* _EXERCISE DETAILS_:
Where does the string "instance" occur in the entries below? Copy every line where it does.

BEGIN

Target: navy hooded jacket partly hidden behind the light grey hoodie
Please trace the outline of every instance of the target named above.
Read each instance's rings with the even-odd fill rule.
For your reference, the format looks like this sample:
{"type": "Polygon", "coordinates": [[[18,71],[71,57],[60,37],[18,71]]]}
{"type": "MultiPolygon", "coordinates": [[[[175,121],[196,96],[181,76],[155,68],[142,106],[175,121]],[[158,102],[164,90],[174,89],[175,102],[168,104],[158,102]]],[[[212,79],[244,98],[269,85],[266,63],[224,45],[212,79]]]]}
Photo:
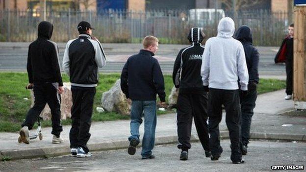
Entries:
{"type": "Polygon", "coordinates": [[[259,63],[259,52],[253,47],[253,38],[250,27],[243,25],[238,28],[235,38],[239,40],[244,49],[248,72],[249,72],[249,84],[255,82],[258,84],[258,63],[259,63]]]}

END

* _WRITTEN RESPONSE_:
Please trace the outline of every instance of the target named above.
Read each instance's rings with the even-odd fill rule.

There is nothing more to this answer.